_Source_.
— begin —

Urban gardening is undoubtedly a popular practice in North America right now, but when community garden plots are all full and a would-be gardener is an apartment dweller, the problem of how to get growing in a small space becomes and issue.

In Vancouver, a group of urban gardening enthusiasts, scientists, and entrepreneurs have started Ribox, and hope to get people using their “right ingredients box” for growing veggies and herbs of their own on their very own balconies.

https://www.youtube.com/watch?v=82_Gvk_gadg
The Ribox Balcony is a stylish raised gardening bed with glass sides and a slender profile that functions as urban outdoor furniture. Designed with sustainability-minded city dwellers in mind, Ribox stands to elevate the tools at hand for urban gardening. With an Indiegogo funding campaign underway, Ribox is looking forward to doing a lot of growing in the coming months.

We got in touch with Ribox team member and co-creator Max Keogh to talk about the value of growing our own food, and what makes the Ribox Balcony stand out from the crowd.

Vancity Buzz: Why do you think urban gardening is so important right now, particularly in Vancouver?

Urban gardening is blowing up right now around the world, because we’re becoming increasingly educated that the more food we produce in our cities, the less reliant we will be on situations out of our control which affect our food supply, like what’s happening in California or Brazil right now with droughts.

The more food we grow in cities, the less pressure we are putting on the big farms that use tonnes of chemicals and fertilizers, and lots of water. You’re also reducing the amount of trucks on the road, traffic, pollution etc. Local food production is much better for the environment and planet; it’s also healthier for you.

— end —

_Provided information_.
— begin —

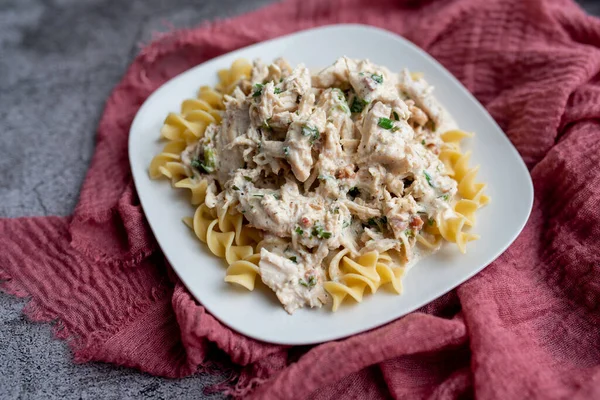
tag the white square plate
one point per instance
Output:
(258, 314)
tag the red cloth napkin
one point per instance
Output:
(525, 327)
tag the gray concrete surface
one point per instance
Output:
(59, 60)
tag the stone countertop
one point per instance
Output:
(59, 61)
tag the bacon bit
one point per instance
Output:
(416, 223)
(398, 224)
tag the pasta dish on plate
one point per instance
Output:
(325, 185)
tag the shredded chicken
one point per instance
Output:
(344, 158)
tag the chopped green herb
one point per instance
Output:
(312, 281)
(377, 78)
(310, 132)
(257, 90)
(385, 123)
(266, 125)
(354, 192)
(377, 223)
(428, 177)
(358, 105)
(431, 124)
(344, 108)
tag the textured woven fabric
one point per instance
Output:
(525, 327)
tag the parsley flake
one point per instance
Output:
(428, 177)
(312, 281)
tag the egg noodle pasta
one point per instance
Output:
(325, 186)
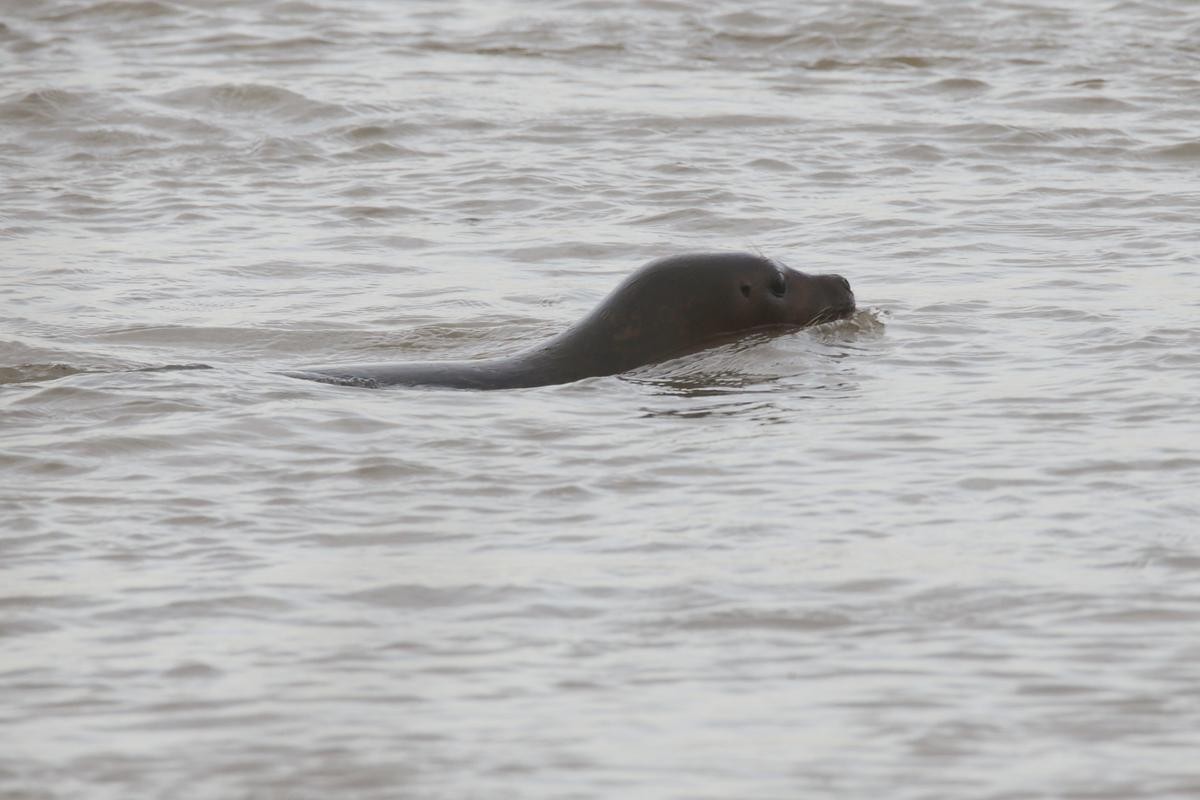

— end —

_Task directions_.
Continue the Ribox balcony garden interview from its last sentence, keeping the same voice and question-and-answer format.

_Solved problem_.
In Vancouver, we’re blessed with one of the best climates in the world; it lets us grow food almost 12 months of the year and you can see there’s a lot happening here in Vancouver with companies like Sole Foods, and community gardens popping up everywhere. Not everyone can buy a plot of land and go off grid, but everyone can make an impact.

Screenshot/YouTube

Screenshot/YouTube

How did your team come together, and what inspired the creation of the Ribox?

The Ribox team came together completely organically. We all met at various stages of the project and decided to work together because we believe in the product and we believe in the vision. The team is really skilled, and we have a very positive culture.

Ribox was inspired by my time as a Professional Geoscience consultant, a few years ago I started digging deep into climate issues, and realized how important it is that more people learn how to grow food. But we also needed to make it easier and sexier somehow.

How did you come up with the design for the Ribox?

I started by doing a ton of research about what is out there for current products on the market, and I wasn’t impressed with the options out there for urban gardening. Pots and traditional planters work for a few plants, but nothing is really efficient for producing food.

Some great stuff is being developed for urban food production, mostly in the USA, but a lot of it is very tech focused and fairly complicated. Asking someone who has never grown a plant before to use hydroponics and aquaponics is too much, we need baby steps.

So we needed something simple and stylish that would optimize space. That’s why we went with a raised design. Since the Ribox is a raised planter, and we included a shelf, it’s like you’re getting 3 times the space out of your area. That’s actually a huge advantage, and it makes the Ribox a piece of urban furniture in addition to being a planter box.

Ribox (Photo via Ribox/Indiegogo)

Ribox (Photo via Ribox/Indiegogo)

The design is also inspired by sustainability. We built the very first prototypes using recycled materials from construction sites. We are building the Ribox with aluminum, glass, and recycled plastics, so it’s 100% recyclable. We’re doing everything locally and working with some great local companies for our materials.

How do you think growing our own food can change our relationship with food and with the environment?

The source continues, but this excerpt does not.